| REQUIRED TASK |
Set out the records below as a numbered list, skipping blank lines, from the first line of the records up to and including the line with "pixel 97 678".

| LISTED ENTRIES |
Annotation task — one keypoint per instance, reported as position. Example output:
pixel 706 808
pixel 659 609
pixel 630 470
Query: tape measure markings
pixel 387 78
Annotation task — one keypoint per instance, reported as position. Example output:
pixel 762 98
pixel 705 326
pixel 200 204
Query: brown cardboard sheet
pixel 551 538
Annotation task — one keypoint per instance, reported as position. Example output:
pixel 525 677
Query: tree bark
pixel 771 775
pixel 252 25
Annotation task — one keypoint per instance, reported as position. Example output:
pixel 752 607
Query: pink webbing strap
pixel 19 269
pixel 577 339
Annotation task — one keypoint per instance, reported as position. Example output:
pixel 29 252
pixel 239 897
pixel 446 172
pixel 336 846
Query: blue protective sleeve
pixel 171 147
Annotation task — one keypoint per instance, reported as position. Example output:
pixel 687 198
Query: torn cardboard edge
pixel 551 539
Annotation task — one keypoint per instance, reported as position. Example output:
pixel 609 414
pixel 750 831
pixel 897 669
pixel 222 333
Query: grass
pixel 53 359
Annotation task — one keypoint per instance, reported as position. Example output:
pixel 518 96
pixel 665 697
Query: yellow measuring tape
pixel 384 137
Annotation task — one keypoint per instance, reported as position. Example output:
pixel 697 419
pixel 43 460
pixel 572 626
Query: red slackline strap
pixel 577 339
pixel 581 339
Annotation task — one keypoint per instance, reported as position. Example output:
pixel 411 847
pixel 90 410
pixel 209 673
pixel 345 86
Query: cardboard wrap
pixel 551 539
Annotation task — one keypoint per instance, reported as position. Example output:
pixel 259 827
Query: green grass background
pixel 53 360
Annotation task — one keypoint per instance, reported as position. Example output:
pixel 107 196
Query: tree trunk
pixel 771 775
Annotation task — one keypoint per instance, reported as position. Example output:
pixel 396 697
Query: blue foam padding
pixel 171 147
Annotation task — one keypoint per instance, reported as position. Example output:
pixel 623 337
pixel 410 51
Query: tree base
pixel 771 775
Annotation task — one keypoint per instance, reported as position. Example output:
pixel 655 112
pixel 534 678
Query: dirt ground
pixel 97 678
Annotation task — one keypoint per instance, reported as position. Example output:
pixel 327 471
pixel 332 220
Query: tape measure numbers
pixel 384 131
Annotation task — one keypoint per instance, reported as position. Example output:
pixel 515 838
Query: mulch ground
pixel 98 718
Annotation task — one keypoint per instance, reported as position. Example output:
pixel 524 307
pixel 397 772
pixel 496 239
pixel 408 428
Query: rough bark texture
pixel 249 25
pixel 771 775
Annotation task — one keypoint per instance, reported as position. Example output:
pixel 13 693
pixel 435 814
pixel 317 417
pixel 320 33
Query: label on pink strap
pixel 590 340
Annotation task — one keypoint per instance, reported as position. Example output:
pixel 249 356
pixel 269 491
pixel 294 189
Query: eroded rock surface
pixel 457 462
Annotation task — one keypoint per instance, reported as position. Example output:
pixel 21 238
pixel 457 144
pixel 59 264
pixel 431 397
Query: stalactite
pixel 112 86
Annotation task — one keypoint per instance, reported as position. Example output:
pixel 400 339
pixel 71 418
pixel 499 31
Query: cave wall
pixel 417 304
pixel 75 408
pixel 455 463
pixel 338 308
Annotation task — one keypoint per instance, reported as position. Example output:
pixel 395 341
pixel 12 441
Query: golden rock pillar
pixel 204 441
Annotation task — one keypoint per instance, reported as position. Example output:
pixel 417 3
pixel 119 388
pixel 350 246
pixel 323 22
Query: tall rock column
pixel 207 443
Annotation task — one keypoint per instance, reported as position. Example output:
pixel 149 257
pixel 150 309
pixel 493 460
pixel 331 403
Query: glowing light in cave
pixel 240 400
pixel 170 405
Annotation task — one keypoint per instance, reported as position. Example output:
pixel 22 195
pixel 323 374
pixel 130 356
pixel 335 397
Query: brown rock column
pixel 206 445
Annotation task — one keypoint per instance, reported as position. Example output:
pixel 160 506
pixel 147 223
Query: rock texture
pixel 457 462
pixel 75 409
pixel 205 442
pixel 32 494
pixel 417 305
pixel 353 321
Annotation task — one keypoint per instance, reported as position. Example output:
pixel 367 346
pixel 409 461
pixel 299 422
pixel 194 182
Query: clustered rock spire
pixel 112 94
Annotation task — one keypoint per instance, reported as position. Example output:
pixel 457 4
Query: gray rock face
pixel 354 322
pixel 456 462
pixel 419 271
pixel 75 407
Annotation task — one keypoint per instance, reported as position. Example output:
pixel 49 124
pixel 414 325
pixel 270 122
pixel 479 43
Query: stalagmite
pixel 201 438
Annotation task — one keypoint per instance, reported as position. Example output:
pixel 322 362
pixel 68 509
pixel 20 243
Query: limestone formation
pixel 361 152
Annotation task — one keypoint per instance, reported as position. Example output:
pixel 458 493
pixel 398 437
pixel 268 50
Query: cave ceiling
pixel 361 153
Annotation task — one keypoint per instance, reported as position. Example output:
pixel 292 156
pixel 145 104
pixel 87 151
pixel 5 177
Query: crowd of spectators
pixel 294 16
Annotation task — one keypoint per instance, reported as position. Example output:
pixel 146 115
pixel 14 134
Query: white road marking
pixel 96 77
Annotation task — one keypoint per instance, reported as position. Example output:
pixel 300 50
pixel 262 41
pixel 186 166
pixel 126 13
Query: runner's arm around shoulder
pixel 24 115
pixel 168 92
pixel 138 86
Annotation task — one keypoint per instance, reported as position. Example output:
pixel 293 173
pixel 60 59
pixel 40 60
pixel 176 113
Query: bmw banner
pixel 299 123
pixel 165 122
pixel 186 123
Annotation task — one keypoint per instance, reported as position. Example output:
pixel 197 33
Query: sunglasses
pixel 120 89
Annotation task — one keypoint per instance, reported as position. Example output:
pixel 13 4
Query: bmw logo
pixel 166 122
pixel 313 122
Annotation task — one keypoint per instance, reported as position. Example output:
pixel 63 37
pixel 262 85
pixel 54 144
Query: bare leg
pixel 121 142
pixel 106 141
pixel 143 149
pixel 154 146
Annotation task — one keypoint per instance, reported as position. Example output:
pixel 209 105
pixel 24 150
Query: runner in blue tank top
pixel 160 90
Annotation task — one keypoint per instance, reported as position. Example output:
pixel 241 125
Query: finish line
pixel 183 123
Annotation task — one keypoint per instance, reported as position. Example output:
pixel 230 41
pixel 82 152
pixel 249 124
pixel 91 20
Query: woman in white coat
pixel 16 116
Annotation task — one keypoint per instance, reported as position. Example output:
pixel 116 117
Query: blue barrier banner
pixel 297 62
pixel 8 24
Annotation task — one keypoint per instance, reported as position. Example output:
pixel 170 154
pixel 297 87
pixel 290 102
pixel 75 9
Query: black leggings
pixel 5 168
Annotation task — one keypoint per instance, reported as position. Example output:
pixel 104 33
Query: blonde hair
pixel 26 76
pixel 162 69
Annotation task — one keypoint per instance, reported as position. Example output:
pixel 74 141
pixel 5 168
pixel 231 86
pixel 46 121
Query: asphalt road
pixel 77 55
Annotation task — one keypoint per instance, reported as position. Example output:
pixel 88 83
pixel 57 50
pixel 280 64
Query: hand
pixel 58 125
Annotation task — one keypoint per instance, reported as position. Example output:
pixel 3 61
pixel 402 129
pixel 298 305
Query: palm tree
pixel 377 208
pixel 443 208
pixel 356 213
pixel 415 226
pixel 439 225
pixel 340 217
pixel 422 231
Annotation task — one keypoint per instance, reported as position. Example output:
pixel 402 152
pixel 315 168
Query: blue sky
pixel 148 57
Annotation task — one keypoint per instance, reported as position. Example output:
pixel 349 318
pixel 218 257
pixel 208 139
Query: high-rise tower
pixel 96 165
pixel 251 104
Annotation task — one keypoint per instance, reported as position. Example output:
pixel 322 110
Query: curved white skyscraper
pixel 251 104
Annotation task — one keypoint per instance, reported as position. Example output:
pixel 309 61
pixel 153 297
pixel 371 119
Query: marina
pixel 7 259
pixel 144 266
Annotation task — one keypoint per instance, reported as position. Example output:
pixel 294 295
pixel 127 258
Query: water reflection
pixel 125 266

| SOLUTION TO THIS TASK |
1. Annotation task — one keypoint per instance, reported as position. Example output:
2. pixel 706 808
3. pixel 659 609
4. pixel 630 470
5. Query: tape measure markings
6. pixel 387 78
7. Annotation task — one keypoint per instance, reported as position. Example output:
8. pixel 762 98
9. pixel 705 326
10. pixel 200 204
11. Query: brown cardboard sheet
12. pixel 551 538
13. Annotation task — one keypoint per instance, reported as position. Example output:
14. pixel 525 677
15. Query: tree bark
16. pixel 771 775
17. pixel 252 25
18. Annotation task — one keypoint per instance, reported as position. Example output:
19. pixel 752 607
20. Query: pink webbing strap
21. pixel 19 269
22. pixel 577 339
23. Annotation task — one keypoint per instance, reported as position. Example output:
24. pixel 29 252
25. pixel 239 897
26. pixel 446 172
27. pixel 336 846
28. Query: blue protective sleeve
29. pixel 171 147
30. Annotation task — one keypoint per instance, reported as position. Example output:
31. pixel 687 198
32. Query: torn cardboard edge
33. pixel 551 539
34. Annotation task — one keypoint per instance, reported as position. Example output:
35. pixel 609 414
36. pixel 750 831
37. pixel 897 669
38. pixel 222 333
39. Query: grass
40. pixel 53 359
41. Annotation task — one keypoint per instance, reported as position. Example output:
42. pixel 518 96
43. pixel 665 697
44. Query: yellow measuring tape
45. pixel 384 137
46. Annotation task — one keypoint per instance, reported as position. Example output:
47. pixel 697 419
48. pixel 43 460
49. pixel 572 626
50. Query: red slackline strap
51. pixel 577 339
52. pixel 581 339
53. Annotation task — one keypoint per instance, reported as position. Example output:
54. pixel 411 847
55. pixel 90 410
56. pixel 209 673
57. pixel 345 86
58. Query: cardboard wrap
59. pixel 551 539
60. Annotation task — one keypoint per instance, reported as position. Example output:
61. pixel 259 827
62. Query: green grass background
63. pixel 53 360
64. Annotation task — one keypoint per instance, reported as position. Example output:
65. pixel 107 196
66. Query: tree trunk
67. pixel 771 775
68. Annotation task — one keypoint per instance, reported as position. Example output:
69. pixel 396 697
70. Query: blue foam padding
71. pixel 171 147
72. Annotation task — one keypoint per instance, reported as position. Example output:
73. pixel 623 337
74. pixel 410 51
75. Query: tree base
76. pixel 771 775
77. Annotation task — one keypoint per instance, reported as position. Example output:
78. pixel 655 112
79. pixel 534 678
80. Query: dirt ground
81. pixel 97 678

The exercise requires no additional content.